(Outline labeling entries)
◆ ◆ ◆ ◆ ◆ ◆ ◆

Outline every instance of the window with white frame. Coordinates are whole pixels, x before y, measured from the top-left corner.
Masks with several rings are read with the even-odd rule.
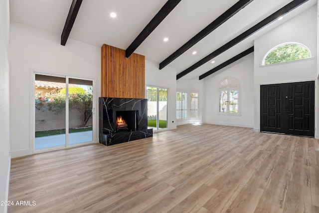
[[[228,78],[219,84],[219,112],[221,114],[239,114],[239,86],[237,81]]]
[[[176,93],[176,119],[187,118],[187,93],[177,92]]]
[[[305,59],[312,57],[311,52],[305,45],[297,42],[284,43],[276,46],[264,57],[263,65]]]
[[[198,93],[191,92],[190,93],[190,119],[198,119]]]

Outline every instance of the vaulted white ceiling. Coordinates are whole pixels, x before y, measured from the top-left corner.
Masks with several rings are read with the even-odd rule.
[[[83,0],[69,38],[101,47],[107,44],[126,49],[166,0]],[[181,0],[135,52],[160,63],[238,1]],[[168,66],[179,73],[292,0],[254,0]],[[309,0],[239,44],[207,62],[183,78],[198,77],[253,45],[254,39],[316,4]],[[60,36],[72,0],[10,0],[11,21]],[[117,16],[112,18],[111,12]],[[164,37],[168,38],[164,42]],[[66,45],[67,45],[67,42]],[[193,55],[192,52],[197,53]],[[164,68],[165,69],[165,68]]]

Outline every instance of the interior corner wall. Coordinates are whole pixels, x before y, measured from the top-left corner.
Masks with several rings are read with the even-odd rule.
[[[255,40],[255,131],[260,130],[261,85],[316,80],[317,14],[317,6],[315,5]],[[284,19],[285,17],[283,20]],[[278,45],[289,42],[299,42],[307,46],[310,49],[313,58],[261,66],[264,56],[270,50]],[[315,100],[316,106],[318,106],[317,102],[318,100]],[[315,116],[318,117],[317,113],[315,114]],[[315,120],[317,120],[315,118]]]
[[[9,0],[0,1],[0,201],[8,200],[10,154],[9,125],[9,40],[10,17]],[[0,212],[7,207],[0,205]]]
[[[168,89],[167,127],[176,129],[176,69],[167,66],[160,70],[158,63],[146,60],[145,85]]]
[[[11,22],[10,28],[10,141],[11,157],[33,153],[34,111],[31,92],[34,70],[48,75],[95,79],[101,95],[101,47],[69,38],[60,45],[60,35]],[[2,46],[1,46],[2,47]],[[96,106],[98,106],[96,98]],[[98,113],[95,114],[97,126]],[[96,141],[97,133],[94,137]]]
[[[199,122],[202,123],[202,114],[205,105],[205,89],[204,81],[199,80],[198,77],[188,79],[180,78],[177,80],[176,82],[177,92],[186,92],[190,97],[190,93],[198,93],[198,114],[199,119],[197,120],[191,120],[188,118],[185,120],[181,120],[177,121],[177,125],[183,125],[188,123],[194,123]],[[188,103],[189,102],[188,101]],[[189,106],[188,104],[187,106]],[[176,106],[175,106],[176,107]],[[189,107],[187,107],[188,110],[188,115],[190,114]]]
[[[250,54],[225,69],[204,80],[204,109],[203,123],[226,126],[253,128],[254,126],[254,57]],[[219,86],[227,78],[239,83],[239,115],[219,113]]]

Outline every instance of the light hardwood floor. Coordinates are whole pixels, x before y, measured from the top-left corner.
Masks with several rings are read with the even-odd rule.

◆ ◆ ◆ ◆ ◆ ◆ ◆

Convert every line of the entries above into a JSON list of strings, with one string per line and blank lines omitted. Leave the pictures out.

[
  "Outline every instance of the window with white frame. Coordinates are whole pixels, x before y, measured from the top-left corner.",
  "Masks with several rings are read with the even-odd rule.",
  "[[[228,78],[219,84],[219,112],[221,114],[239,114],[239,86],[237,81]]]",
  "[[[176,93],[176,119],[187,118],[187,93],[177,92]]]",
  "[[[305,59],[312,57],[311,52],[305,45],[297,42],[284,43],[276,46],[264,57],[263,65]]]",
  "[[[198,93],[191,92],[190,93],[190,119],[198,119]]]",
  "Outline every instance of the vaulted white ceiling. Coordinates are whole pixels, x before y, measured from the top-left corner.",
  "Masks with several rings are read with the even-odd rule.",
  "[[[83,0],[69,38],[101,47],[107,44],[126,49],[166,0]],[[181,0],[135,52],[160,63],[238,1]],[[168,66],[179,73],[292,0],[254,0]],[[309,0],[239,44],[207,62],[183,78],[198,77],[253,45],[254,39],[316,4]],[[60,36],[72,0],[10,0],[11,21]],[[117,16],[112,18],[111,12]],[[164,37],[168,38],[164,42]],[[66,45],[67,45],[67,42]],[[193,55],[192,52],[197,53]],[[164,68],[165,69],[165,68]]]",
  "Outline every instance of the interior corner wall. Coordinates are whole pixels, x before y, measured from the top-left corner.",
  "Masks with several rings are read with the even-odd rule.",
  "[[[255,40],[255,131],[260,130],[261,85],[316,80],[317,14],[317,6],[315,5]],[[284,19],[285,17],[283,20]],[[278,45],[289,42],[299,42],[307,46],[310,49],[313,58],[261,66],[264,56],[270,50]],[[315,100],[316,106],[318,106],[317,102],[318,100]],[[315,116],[318,117],[317,113],[315,114]],[[315,120],[317,120],[315,118]]]",
  "[[[9,0],[0,1],[0,201],[8,200],[10,154],[9,125],[9,40],[10,17]],[[0,212],[7,207],[0,205]]]",
  "[[[168,89],[167,127],[176,129],[176,69],[167,66],[160,70],[158,63],[146,60],[145,85]]]",
  "[[[11,22],[10,28],[10,141],[11,157],[33,153],[34,111],[31,92],[34,70],[48,75],[95,79],[101,95],[101,47],[69,38],[60,45],[60,35]],[[2,46],[1,46],[2,47]],[[96,106],[98,106],[96,98]],[[98,113],[95,114],[97,126]],[[96,141],[97,133],[94,137]]]",
  "[[[199,122],[202,123],[202,114],[205,105],[205,89],[204,81],[199,80],[198,77],[188,79],[180,78],[177,80],[176,82],[177,92],[186,92],[190,97],[190,93],[198,93],[198,114],[199,119],[197,120],[191,120],[188,118],[185,120],[181,120],[177,121],[177,125],[183,125],[188,123],[194,123]],[[188,103],[189,102],[188,101]],[[189,106],[188,104],[187,106]],[[176,106],[175,106],[176,107]],[[189,107],[187,107],[188,110],[188,115],[190,114]]]",
  "[[[250,54],[225,69],[204,80],[204,109],[203,123],[226,126],[253,128],[254,126],[254,57]],[[219,86],[227,78],[239,83],[239,115],[219,113]]]",
  "Outline every instance of the light hardwood floor. Coordinates are whole pixels, x before y, measured from the top-left corner.",
  "Masks with several rings are read with the even-odd rule."
]